*Problem A*
Answer these questions about the excerpt on California's liquor privilege and First Amendment rights:
(i) According to the appellants, what "privilege" is all that is at stake?
(ii) Which case is cited for the words "this is only the beginning, not the end, of our inquiry"?
(iii) What kind of governmental purpose must support classifications that discriminate against the exercise of constitutional rights per se?

Of course, this analysis is relevant only to the extent that California has in fact encroached upon First Amendment rights. Appellants argue that no such encroachment has occurred, since appellees are free to continue providing any entertainment they choose without fear of criminal penalty. Appellants suggest that this case is somehow different because all that is at stake is the “privilege” of serving liquor by the drink.

It should be clear, however, that the absence of criminal sanctions is insufficient to immunize state regulation from constitutional attack. On the contrary, “this is only the beginning, not the end, of our inquiry.” Sherbert v. Verner, 374 U. S. 398, 403-404 (1963). For “[i]t is too late in the day to doubt that the liberties of religion and expression may be infringed by the denial of or placing of conditions upon a benefit or privilege.” Id., at 404. As we pointed out only last Term, “[f]or at least a quarter-century, this Court has made clear that even though a person has no 'right' to a valuable governmental benefit and even though the government may deny him the benefit for any number of reasons, there are some reasons upon which the government may not rely. It may not deny a benefit to a person on a basis that infringes his constitutionally protected interests — especially, his interest in freedom of speech. For if the government could deny a benefit to a person because of his constitutionally pro*137tected speech or associations, his exercise of those freedoms would in effect be penalized and inhibited.” Perry v. Sindermann, 408 U. S. 593, 597 (1972).

Thus, unconstitutional conditions on welfare benefits,15 unemployment compensation,16 tax exemptions,17 public employment,18 bar admissions,19 and mailing privileges 20 have all been invalidated by this Court. In none of these cases were criminal penalties involved. In all of them, citizens were left free to exercise their constitutional rights so long as they were willing to give up a “gratuity” that the State had no obligation to provide. Yet in all of them, we found that the discriminatory provision of a privilege placed too great a burden on constitutional freedoms. I therefore have some difficulty in understanding why California nightclub proprietors should be singled out and informed that they alone must sacrifice their constitutional rights before gaining the “privilege” to serve liquor.

Of course, it is true that the State may in proper circumstances enact a broad regulatory scheme that incidentally restricts First Amendment rights. For example, if California prohibited the sale of alcohol altogether, I do not mean to suggest that the proprietors *138of theaters and bookstores would be constitutionally entitled to a special dispensation. But in that event, the classification would not be speech related and, hence, could not be rationally perceived as penalizing speech. Classifications that discriminate against the exercise of constitutional rights per se stand on an altogether different footing. They must be supported by a "compelling” governmental purpose and must be carefully examined to insure that the purpose is unrelated to mere hostility to the right being asserted. See, e. g., Shapiro v. Thompson, 394 U. S. 618, 634 (1969).

*Data provided*
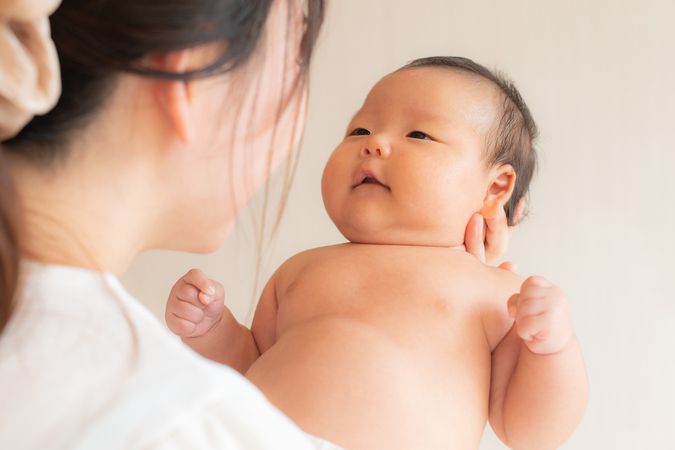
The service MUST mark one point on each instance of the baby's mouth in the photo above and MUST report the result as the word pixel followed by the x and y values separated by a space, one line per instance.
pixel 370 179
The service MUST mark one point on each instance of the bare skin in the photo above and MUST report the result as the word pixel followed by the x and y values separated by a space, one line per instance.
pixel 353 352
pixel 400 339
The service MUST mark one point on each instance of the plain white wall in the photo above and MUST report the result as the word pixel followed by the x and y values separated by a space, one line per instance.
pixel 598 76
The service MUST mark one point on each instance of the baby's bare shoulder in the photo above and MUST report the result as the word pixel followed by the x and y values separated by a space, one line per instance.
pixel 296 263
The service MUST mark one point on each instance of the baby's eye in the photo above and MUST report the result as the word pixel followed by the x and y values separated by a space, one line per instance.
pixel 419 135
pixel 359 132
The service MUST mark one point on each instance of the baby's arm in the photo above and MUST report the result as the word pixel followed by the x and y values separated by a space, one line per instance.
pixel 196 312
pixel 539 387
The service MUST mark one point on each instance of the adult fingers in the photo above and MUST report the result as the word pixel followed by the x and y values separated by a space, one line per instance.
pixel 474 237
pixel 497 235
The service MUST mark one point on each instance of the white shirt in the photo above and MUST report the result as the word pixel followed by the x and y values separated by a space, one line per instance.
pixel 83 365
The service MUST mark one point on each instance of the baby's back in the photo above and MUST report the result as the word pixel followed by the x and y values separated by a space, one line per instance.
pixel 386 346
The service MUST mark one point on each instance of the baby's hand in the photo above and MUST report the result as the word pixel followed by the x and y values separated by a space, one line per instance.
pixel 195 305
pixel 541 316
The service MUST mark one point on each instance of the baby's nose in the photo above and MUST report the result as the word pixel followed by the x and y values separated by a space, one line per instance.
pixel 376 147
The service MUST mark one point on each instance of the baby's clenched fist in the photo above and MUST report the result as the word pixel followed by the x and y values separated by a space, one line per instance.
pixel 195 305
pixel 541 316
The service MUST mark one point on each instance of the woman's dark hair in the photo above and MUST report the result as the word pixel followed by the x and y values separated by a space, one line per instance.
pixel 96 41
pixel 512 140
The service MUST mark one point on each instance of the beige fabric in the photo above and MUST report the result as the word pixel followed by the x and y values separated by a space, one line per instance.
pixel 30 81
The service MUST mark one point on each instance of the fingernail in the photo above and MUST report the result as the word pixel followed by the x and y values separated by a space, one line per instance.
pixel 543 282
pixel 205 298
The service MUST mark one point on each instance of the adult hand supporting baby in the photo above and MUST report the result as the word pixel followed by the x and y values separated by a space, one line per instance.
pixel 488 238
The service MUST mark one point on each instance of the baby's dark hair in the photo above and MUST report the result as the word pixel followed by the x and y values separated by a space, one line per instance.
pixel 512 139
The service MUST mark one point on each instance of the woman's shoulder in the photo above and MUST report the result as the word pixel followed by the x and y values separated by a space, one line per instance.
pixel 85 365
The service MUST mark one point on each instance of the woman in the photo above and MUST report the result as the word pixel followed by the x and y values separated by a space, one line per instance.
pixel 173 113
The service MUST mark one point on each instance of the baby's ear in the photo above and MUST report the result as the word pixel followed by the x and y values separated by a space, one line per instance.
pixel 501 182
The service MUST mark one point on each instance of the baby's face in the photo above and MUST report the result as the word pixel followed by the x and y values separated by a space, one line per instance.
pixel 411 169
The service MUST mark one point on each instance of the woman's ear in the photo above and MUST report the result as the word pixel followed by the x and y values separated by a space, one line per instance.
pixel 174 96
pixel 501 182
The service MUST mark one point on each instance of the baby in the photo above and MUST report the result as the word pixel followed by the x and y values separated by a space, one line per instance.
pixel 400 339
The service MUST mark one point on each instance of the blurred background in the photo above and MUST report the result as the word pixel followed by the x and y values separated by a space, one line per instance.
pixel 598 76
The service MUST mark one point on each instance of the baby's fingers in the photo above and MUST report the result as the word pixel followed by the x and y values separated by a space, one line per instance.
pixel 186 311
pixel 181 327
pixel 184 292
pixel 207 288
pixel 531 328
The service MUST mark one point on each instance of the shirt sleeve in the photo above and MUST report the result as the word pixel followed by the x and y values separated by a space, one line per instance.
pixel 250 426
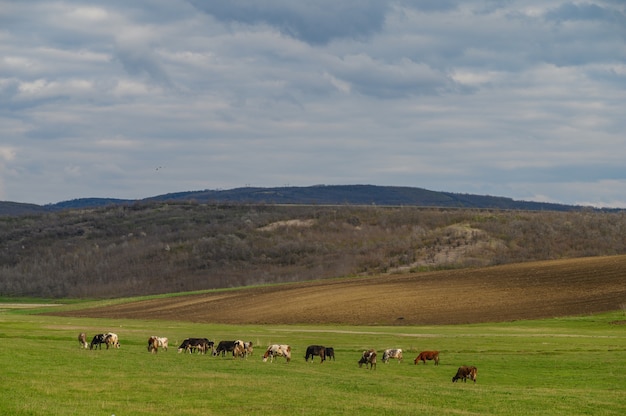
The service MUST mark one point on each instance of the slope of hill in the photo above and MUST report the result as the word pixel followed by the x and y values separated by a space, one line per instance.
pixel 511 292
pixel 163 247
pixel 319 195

*Problem B*
Output everything in the listing from the line containing "of the slope" down to the end of the listing, with no changes.

*Complete output A*
(i) The privilege of serving liquor by the drink.
(ii) Sherbert v. Verner, 374 U. S. 398, 403-404 (1963).
(iii) A "compelling" governmental purpose.

*Complete output B*
The service MUST mark one point on each instance of the slope of hill in the photo above and MUST report the result as the word pixel followed by the x and y values separated by a space, one line per instance.
pixel 511 292
pixel 163 247
pixel 319 195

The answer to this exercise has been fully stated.